Excerpt provided:
= = = = =

Khan and his wife were found guilty of graft in a case involving gifts he received while premier, after he was Tuesday handed 10 years in a case related to leaking state secrets.

Pakistan goes to the polls next Thursday in a ballot already marred by allegations of rigging, with Khan barred from running and his Pakistan Tehreek-e-Insaf (PTI) party subject to a massive crackdown.

"Another sad day in our judicial system history, which is being dismantled," a party spokesman told media.

It was not immediately clear if Khan's sentences were to run consecutively or concurrently following a trial held inside the jail where he has been detained for much of the time since his arrest in August.

But his lawyer, Salman Safdar, confirmed to AFP he had been sentenced alongside his wife, Bushra Bibi, who had been on remand throughout the trial.

Intazar Hussain Panjutha, one of Khan's legal team, said Bibi had surrendered herself to authorities.

Bibi, a faith healer who met Khan when he approached her for spiritual guidance, rarely appears in public and only wearing a face-covering hijab when she does.

The pair married in 2018, months before Khan was elected prime minister.

About 127 million Pakistanis are eligible to vote next Thursday, with Khan and his PTI at the centre of debate despite being squeezed out of the limelight.

On Tuesday a bomb blast claimed by the Islamic State group near a PTI rally killed four people and wounded six others in the Balochistan provincial capital of Quetta.

PTI said three of its activists had been killed in the blast, just hours after Khan was sentenced.

= = = = =

Dataset entries:
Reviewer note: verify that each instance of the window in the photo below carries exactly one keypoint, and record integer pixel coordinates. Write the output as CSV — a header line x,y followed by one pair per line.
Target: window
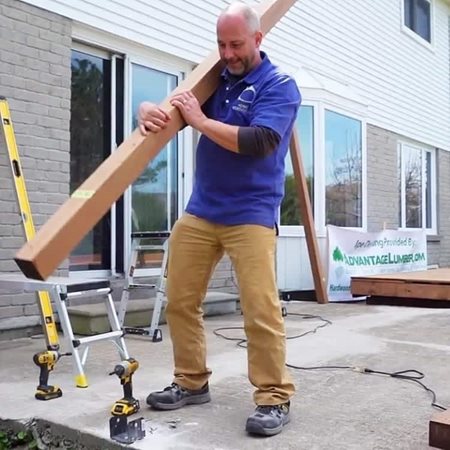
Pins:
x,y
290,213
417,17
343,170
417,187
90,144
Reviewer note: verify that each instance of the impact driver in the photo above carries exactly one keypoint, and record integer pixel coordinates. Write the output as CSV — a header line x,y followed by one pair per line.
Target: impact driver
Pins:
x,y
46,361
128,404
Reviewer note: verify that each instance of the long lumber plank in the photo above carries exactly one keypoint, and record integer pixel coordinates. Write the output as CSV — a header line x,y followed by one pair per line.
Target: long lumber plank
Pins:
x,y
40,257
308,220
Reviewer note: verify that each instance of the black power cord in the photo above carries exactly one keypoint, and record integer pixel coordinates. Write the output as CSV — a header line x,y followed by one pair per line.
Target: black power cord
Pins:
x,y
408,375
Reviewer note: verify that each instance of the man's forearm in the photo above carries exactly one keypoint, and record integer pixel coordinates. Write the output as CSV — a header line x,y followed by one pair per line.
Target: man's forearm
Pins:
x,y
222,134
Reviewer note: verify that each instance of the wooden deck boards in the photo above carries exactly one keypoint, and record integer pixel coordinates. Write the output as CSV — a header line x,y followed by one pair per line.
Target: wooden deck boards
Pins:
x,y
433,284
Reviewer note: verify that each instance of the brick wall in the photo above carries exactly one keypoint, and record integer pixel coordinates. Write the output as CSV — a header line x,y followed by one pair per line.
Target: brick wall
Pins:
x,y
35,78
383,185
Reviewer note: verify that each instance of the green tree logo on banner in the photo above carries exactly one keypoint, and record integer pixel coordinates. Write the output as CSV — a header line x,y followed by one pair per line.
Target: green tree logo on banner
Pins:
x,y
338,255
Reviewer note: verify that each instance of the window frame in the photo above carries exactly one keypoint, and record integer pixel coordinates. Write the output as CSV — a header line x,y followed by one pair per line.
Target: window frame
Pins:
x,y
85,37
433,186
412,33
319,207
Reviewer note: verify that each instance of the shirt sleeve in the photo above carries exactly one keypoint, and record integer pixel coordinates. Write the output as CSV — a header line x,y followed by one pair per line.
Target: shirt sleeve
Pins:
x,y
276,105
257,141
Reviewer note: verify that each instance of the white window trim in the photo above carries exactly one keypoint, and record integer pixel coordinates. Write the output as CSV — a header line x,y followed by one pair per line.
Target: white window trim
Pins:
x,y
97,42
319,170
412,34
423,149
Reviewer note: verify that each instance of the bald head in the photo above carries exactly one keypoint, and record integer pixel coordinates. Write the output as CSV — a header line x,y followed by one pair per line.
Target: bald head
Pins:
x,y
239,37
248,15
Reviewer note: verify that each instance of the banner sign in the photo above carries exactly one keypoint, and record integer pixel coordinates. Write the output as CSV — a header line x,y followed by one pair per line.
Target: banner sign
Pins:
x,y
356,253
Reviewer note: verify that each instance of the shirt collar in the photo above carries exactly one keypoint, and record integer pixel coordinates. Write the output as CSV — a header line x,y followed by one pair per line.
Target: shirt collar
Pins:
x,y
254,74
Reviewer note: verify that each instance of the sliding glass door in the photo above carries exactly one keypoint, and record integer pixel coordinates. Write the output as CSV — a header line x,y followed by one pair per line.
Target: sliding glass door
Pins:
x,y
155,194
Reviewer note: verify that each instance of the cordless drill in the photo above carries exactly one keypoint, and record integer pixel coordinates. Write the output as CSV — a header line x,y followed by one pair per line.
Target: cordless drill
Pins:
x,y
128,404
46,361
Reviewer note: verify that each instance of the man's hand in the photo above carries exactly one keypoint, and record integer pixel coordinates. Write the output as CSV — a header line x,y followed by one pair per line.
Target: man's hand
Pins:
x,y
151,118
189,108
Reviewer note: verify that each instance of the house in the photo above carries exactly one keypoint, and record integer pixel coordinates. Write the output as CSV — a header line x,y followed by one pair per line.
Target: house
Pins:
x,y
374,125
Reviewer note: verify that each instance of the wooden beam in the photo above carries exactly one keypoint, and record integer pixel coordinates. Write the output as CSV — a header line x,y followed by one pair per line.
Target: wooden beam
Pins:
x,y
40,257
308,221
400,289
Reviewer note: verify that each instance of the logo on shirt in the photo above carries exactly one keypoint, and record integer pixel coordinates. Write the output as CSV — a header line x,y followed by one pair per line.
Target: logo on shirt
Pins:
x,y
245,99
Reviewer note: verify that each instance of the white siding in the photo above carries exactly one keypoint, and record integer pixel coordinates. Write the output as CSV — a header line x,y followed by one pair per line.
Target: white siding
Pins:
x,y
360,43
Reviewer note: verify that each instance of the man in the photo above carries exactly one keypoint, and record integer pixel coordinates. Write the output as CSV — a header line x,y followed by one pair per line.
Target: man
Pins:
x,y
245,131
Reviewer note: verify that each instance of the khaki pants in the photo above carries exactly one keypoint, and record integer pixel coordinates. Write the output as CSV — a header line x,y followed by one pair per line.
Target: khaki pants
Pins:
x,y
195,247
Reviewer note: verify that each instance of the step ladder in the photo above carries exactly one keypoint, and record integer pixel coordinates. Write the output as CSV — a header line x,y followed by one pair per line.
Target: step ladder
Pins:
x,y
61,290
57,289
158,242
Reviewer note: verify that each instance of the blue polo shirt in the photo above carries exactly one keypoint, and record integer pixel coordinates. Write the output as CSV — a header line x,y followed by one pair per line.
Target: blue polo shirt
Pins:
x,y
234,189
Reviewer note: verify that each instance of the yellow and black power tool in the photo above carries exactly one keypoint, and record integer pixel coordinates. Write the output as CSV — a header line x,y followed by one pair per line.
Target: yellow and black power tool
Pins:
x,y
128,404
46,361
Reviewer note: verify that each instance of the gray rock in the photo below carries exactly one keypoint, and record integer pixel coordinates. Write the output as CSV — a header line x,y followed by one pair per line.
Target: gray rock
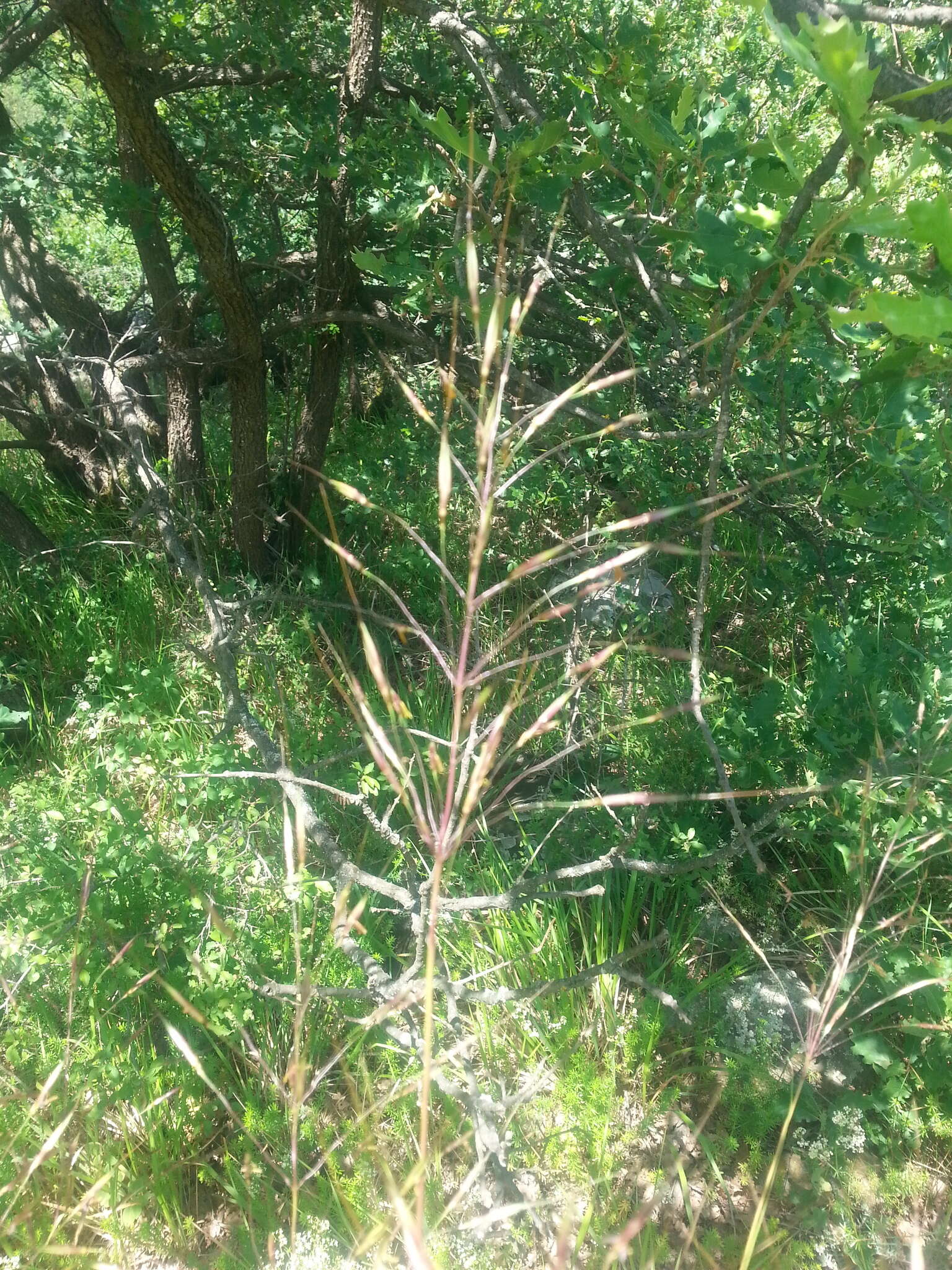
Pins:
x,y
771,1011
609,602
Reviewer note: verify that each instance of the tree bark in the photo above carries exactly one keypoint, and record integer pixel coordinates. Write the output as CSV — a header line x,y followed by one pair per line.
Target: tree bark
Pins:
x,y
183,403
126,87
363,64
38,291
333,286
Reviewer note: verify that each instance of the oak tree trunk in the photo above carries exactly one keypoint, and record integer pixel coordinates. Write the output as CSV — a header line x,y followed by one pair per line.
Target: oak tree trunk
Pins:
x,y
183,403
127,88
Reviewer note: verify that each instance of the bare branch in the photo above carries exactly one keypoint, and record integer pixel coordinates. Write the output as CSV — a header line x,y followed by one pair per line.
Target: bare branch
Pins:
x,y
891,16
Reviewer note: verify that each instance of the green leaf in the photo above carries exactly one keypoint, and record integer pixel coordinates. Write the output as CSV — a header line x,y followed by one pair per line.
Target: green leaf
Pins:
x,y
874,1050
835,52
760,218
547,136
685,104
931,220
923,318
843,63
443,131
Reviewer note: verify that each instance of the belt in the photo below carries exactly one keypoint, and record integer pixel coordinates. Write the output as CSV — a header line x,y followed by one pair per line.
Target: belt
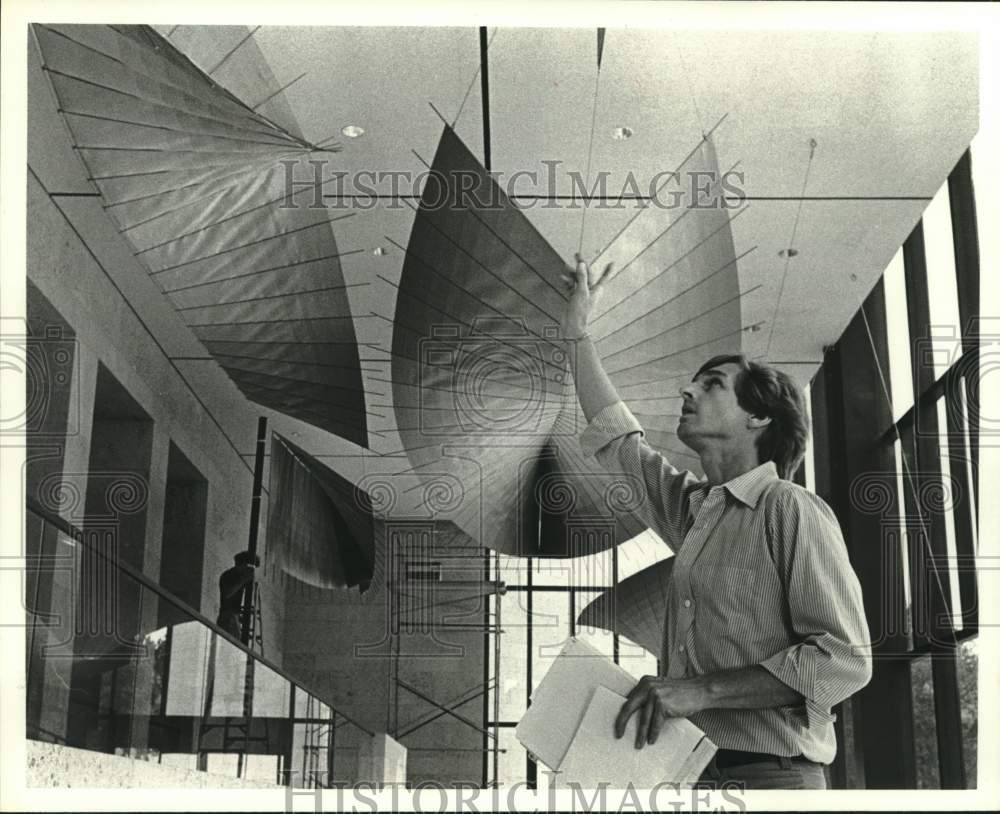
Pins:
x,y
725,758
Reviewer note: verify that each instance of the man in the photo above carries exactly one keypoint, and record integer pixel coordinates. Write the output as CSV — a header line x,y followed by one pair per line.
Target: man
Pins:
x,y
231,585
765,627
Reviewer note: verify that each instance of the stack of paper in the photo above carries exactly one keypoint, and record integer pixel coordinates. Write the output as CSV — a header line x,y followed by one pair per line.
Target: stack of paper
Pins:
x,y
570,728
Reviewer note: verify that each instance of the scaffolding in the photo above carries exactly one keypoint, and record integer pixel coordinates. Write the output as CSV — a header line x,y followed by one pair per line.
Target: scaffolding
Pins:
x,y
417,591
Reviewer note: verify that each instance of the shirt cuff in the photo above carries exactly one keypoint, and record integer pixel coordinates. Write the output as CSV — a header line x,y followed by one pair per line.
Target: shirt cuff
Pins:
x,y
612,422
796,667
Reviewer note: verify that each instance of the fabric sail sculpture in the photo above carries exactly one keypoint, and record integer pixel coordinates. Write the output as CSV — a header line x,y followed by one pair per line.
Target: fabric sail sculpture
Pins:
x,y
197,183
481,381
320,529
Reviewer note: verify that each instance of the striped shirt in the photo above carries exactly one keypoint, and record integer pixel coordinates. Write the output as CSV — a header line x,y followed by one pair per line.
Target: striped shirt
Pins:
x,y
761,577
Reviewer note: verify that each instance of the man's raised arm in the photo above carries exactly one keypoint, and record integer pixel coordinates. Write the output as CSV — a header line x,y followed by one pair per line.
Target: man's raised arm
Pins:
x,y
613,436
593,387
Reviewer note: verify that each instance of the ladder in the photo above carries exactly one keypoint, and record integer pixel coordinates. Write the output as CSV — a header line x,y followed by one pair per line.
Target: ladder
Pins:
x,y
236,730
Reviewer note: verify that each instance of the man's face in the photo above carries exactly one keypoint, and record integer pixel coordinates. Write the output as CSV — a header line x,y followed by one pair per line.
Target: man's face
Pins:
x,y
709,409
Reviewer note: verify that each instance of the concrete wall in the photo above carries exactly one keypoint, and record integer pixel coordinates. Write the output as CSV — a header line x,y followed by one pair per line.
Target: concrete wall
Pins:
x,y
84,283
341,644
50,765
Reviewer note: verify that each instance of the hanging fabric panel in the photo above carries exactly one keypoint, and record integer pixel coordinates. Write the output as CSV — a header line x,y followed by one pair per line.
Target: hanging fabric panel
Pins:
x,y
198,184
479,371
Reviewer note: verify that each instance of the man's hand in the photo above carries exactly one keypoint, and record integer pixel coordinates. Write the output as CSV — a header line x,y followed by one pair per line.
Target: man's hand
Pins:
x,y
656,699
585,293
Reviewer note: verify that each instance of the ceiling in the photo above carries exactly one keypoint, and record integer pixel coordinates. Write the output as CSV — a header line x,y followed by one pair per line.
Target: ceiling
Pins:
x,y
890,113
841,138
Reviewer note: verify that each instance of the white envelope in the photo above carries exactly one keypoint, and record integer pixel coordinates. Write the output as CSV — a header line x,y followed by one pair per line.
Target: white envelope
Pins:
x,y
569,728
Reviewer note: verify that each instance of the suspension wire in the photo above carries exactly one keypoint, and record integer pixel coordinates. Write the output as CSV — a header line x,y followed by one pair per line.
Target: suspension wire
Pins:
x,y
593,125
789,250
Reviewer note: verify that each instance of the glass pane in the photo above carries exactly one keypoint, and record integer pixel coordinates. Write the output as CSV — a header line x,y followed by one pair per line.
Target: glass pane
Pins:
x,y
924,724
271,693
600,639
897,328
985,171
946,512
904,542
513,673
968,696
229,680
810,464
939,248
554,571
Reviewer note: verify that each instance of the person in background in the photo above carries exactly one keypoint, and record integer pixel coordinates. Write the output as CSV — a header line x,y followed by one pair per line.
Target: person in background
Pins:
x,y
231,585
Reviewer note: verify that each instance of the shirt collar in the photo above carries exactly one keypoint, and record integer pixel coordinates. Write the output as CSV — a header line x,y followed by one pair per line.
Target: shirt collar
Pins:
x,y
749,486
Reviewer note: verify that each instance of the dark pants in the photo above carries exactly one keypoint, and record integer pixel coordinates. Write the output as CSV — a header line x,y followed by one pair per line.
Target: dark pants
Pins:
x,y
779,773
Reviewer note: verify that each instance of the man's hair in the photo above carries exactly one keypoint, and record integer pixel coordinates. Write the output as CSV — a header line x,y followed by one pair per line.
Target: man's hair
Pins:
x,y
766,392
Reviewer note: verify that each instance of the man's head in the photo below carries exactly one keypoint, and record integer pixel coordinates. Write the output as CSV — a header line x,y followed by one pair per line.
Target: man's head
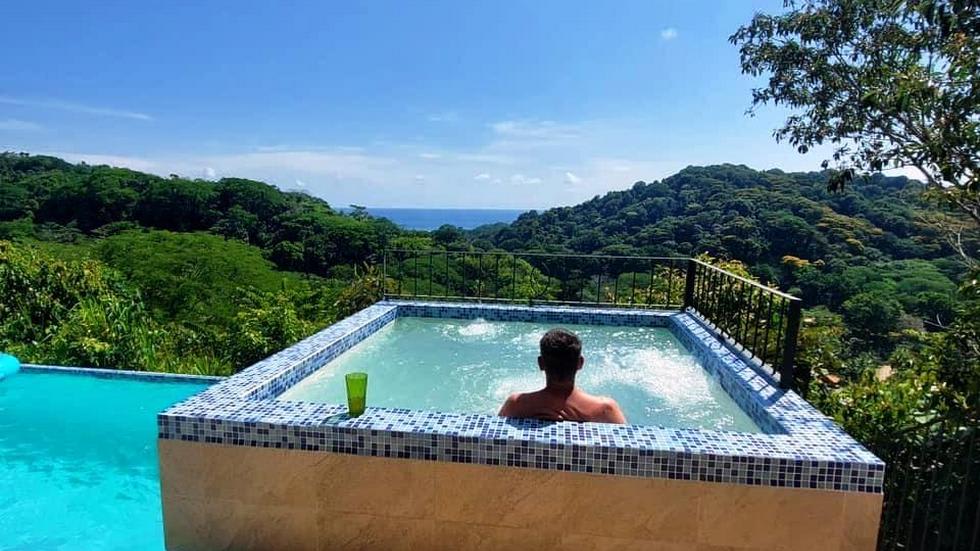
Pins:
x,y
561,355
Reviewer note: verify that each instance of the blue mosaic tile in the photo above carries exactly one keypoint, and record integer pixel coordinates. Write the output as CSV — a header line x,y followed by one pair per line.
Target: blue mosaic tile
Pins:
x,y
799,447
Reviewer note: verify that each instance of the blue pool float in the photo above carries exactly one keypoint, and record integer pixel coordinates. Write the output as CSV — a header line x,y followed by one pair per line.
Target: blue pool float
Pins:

= = = = =

Parts of the exercise:
1. List every person named in the report on Khan's graft conviction.
2. Proceed with the report on Khan's graft conviction, writing on from its last sentence.

The results:
1. Khan, Bushra Bibi, Salman Safdar, Intazar Hussain Panjutha

2.
- Buried by court cases -

Since being ousted in 2022, Khan has been buried by court cases he claims have been triggered to prevent his return to office after a campaign of defiance against Pakistan's military kingmakers.

The 71-year-old had accused the powerful military -- with whom he ruled in partnership for much of his tenure -- of orchestrating his ouster in a US-backed conspiracy.

When Khan was first arrested in May last year, riots broke out across the country.

But his street power was killed by a military crackdown that saw thousands of supporters detained -- 100 of whom are facing closed-door military trials -- and dozens of senior leaders forced underground.

"You have to take revenge for every injustice with your vote on February 8," Khan said in a statement posted on his X profile reacting to his 10-year sentence on Tuesday.

"Tell them that we are not sheep that can be driven with a stick."

As a result of the ongoing crackdown, PTI has moved most of its campaigning online, where it has been bogged down by state-imposed internet blackouts.

The party founded by former cricket star Khan has also been stripped of its cricket bat election symbol -- in a nation where literacy lags, making icons vital for identifying candidates on ballot papers.

Nawaz Sharif -- head of one of the two dynastic parties that have historically helmed Pakistan -- has returned from self-imposed exile and seen his myriad convictions dissolve in the courts.

Analysts say it is a sign the three-time former prime minister is the favoured candidate of the military, which has directly ruled Pakistan for just under half its history.